◆ **What is asked**:
Please filter the listing below down to the lines that contain the string "slash", and copy each of those lines. Case counts.

(Labeled shape records)
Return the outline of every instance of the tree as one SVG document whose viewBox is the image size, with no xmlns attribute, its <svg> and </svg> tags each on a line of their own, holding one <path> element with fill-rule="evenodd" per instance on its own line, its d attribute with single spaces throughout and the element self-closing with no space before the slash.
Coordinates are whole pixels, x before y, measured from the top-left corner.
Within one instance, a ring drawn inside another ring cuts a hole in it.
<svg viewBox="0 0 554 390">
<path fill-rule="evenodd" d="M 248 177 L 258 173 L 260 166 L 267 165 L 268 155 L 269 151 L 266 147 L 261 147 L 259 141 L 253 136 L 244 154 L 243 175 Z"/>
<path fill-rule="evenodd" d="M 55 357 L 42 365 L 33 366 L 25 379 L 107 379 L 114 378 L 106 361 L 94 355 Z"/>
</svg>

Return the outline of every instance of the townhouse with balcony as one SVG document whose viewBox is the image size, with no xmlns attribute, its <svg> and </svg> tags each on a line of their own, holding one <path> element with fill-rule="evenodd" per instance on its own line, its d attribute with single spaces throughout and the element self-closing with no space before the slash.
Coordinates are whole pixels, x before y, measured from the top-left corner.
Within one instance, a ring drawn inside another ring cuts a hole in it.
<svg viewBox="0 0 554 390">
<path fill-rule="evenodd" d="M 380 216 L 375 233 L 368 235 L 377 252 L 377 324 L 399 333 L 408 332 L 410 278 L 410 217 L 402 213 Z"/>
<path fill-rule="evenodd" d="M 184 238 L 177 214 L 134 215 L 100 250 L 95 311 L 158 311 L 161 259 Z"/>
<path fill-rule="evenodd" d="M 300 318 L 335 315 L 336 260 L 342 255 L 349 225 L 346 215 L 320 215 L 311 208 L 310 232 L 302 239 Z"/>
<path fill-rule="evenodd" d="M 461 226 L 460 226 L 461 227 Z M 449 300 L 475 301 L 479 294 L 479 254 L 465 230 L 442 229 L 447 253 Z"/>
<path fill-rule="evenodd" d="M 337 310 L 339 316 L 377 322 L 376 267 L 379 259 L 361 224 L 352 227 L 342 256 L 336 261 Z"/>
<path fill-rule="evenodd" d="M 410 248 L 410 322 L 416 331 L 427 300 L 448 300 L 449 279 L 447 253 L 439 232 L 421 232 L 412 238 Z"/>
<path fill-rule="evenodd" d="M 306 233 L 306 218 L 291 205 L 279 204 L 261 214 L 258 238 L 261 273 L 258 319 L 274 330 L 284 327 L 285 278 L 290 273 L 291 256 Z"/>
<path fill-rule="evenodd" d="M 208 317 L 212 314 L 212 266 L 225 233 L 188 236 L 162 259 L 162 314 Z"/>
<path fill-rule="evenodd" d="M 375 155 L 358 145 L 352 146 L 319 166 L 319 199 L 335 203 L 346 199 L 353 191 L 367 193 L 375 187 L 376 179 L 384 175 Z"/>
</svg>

◆ **Solved problem**:
Return the outline of every instance of the tree as one SVG document whose viewBox is the image size, with no xmlns attribute, its <svg> and </svg> tags each on a line of their own, holding one <path> element with fill-rule="evenodd" per instance on its own line, its d attribute with single spaces throughout and the element self-closing with no space before the slash.
Return the outline of every instance of the townhouse with balcony as one SVG document whose viewBox is the image size, with no xmlns attribute, its <svg> and </svg> tags each on a line of their own, holding one <path> element with fill-rule="evenodd" per instance on its own line, its d attribute with single spaces throughout and the element self-closing with no space before the slash.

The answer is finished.